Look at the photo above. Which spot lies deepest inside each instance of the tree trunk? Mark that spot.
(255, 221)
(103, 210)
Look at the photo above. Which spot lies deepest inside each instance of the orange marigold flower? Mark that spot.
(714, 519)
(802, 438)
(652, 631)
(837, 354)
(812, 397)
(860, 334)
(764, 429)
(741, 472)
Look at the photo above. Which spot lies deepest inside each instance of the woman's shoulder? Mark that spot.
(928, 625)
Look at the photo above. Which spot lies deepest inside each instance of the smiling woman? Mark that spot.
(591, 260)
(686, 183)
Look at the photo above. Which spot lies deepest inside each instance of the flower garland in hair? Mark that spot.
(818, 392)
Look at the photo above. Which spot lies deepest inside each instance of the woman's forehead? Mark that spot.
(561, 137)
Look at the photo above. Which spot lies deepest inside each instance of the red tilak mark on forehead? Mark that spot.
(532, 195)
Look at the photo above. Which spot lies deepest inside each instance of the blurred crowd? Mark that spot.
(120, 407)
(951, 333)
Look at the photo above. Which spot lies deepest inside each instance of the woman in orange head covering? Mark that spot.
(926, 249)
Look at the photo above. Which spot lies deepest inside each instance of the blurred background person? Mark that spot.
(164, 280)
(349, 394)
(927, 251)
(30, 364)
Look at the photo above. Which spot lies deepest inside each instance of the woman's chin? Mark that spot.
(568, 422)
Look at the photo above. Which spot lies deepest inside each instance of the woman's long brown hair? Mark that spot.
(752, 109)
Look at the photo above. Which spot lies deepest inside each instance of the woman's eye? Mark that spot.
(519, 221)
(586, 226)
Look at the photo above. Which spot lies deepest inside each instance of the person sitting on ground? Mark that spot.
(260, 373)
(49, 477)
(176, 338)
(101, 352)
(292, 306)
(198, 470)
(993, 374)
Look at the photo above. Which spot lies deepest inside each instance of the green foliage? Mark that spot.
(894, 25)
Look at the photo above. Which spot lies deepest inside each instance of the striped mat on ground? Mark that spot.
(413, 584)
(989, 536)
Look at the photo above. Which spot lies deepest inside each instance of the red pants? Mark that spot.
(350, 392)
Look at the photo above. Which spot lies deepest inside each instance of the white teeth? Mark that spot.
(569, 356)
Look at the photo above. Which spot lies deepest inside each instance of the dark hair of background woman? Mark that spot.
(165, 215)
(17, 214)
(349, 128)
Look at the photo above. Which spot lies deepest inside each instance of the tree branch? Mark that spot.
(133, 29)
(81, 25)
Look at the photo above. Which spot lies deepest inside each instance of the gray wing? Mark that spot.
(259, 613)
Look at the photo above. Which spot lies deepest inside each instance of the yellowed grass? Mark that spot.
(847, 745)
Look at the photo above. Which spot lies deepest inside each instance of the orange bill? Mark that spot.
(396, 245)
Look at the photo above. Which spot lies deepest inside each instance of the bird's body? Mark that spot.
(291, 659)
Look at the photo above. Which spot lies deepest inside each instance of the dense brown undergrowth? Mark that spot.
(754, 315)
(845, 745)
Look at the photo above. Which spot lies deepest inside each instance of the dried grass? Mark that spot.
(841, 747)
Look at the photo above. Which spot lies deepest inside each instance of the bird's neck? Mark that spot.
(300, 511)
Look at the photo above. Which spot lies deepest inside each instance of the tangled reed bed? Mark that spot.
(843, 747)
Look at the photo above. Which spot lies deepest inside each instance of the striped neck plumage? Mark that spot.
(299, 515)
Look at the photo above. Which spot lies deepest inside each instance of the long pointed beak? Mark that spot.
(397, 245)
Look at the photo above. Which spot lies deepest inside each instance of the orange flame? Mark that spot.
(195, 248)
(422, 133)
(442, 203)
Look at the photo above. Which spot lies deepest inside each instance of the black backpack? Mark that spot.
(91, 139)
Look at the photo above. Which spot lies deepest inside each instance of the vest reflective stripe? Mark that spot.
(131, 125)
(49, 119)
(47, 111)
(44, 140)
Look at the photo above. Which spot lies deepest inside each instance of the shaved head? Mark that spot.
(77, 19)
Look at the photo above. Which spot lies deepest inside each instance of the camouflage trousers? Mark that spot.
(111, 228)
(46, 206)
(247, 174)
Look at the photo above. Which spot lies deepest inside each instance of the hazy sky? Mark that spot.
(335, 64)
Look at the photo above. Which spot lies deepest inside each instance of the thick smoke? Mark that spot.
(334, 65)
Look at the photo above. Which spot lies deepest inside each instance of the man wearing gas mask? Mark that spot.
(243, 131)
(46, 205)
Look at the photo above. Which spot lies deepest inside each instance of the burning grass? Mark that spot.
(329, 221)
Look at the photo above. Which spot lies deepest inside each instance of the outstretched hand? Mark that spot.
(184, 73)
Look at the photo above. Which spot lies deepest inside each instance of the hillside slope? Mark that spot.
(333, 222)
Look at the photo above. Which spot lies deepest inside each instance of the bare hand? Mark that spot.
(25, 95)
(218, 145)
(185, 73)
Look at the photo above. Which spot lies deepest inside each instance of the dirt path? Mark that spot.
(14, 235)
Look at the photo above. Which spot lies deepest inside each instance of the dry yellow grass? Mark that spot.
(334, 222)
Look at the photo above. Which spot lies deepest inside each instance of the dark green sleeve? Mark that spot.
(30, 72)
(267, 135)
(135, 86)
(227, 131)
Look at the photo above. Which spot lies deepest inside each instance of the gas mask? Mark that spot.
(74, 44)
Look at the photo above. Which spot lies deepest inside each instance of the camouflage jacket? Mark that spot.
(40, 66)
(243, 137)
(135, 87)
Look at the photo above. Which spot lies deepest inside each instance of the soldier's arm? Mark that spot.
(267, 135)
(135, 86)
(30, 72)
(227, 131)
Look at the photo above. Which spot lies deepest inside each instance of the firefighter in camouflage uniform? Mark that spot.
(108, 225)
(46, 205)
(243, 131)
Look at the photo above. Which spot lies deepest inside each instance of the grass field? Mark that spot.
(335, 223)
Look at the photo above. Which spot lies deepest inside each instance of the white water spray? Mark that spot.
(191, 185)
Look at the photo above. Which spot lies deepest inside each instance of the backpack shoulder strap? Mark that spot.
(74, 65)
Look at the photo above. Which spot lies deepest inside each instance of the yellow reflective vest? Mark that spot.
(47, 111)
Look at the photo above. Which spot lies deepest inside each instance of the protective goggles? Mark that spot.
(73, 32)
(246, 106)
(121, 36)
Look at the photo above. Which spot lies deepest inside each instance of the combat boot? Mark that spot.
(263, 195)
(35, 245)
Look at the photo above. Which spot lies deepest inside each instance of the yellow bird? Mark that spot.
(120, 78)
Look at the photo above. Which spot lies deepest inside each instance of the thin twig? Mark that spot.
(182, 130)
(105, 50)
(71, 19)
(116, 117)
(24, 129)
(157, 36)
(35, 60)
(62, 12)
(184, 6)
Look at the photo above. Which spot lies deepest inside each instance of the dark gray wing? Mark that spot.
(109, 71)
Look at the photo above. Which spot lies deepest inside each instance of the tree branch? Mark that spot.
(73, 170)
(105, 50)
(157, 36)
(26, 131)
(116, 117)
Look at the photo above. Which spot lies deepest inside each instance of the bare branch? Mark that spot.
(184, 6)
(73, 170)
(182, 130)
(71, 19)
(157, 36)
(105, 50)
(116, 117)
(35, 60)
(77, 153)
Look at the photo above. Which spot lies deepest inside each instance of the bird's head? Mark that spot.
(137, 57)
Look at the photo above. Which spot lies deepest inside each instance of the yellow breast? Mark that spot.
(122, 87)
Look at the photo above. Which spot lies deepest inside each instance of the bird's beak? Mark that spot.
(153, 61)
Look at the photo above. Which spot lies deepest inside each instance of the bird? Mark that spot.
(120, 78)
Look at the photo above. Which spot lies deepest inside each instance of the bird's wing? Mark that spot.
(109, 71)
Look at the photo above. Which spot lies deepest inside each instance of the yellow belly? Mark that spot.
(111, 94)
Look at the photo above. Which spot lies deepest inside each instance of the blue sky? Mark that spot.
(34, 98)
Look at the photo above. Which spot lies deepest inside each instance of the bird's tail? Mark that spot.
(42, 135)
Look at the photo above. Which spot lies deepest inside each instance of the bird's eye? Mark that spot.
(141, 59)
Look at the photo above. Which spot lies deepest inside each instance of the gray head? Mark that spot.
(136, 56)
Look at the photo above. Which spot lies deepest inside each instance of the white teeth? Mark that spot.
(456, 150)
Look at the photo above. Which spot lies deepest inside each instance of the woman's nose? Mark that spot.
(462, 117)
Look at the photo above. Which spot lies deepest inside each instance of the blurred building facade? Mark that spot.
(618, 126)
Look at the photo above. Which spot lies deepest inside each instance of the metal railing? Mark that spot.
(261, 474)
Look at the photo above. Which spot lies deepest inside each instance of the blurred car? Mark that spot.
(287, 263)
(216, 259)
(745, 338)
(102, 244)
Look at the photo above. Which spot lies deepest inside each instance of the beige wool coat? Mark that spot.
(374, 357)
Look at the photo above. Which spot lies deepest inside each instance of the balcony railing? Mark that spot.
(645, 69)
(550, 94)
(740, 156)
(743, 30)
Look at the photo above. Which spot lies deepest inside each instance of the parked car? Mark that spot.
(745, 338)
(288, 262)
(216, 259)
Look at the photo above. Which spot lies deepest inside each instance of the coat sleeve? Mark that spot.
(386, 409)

========================================================================

WHAT NEEDS TO BE DONE – Every line from the one containing "tail? Mark that spot." through the end of the data must be repeated exactly, and no other line.

OUTPUT FOR THIS EXERCISE –
Look at the photo above. Which spot lies deepest inside each instance of the bird's tail? Mark that spot.
(42, 135)
Look at the photo above. Which spot lies deepest inside each instance of the bird's eye? Mark that spot.
(141, 59)
Look at the photo above. Which spot lies deepest inside each instance of the gray head? Mark that spot.
(136, 56)
Look at the photo above. Which spot lies deepest inside each instance of the white teeth? Mark that spot.
(456, 150)
Look at the photo above. Which spot lies deepest inside each instance of the woman's nose? Mark that spot.
(462, 117)
Look at the photo above. Which spot lies deepest inside each instance of the blurred building facade? Mark that spot.
(618, 126)
Look at the photo above. Which spot lies deepest inside each instance of the metal railing? Mark that spot.
(261, 474)
Look at the photo above. Which spot lies deepest inside each instance of the blurred car? Mark that spot.
(287, 263)
(216, 259)
(745, 338)
(102, 244)
Look at the photo above. Which spot lies deepest inside each instance of the beige wool coat? Mark that spot.
(374, 357)
Look at the photo above. Which spot lies deepest inside each instance of the balcony railing? Mark that spot.
(645, 69)
(550, 94)
(740, 156)
(743, 30)
Look at the photo above. Which spot lies deepest inside each instance of the parked car? Mark that spot.
(745, 338)
(288, 262)
(216, 259)
Look at the photo above. Which spot lies deepest inside each instance of the coat sleeve? Mark that spot.
(386, 409)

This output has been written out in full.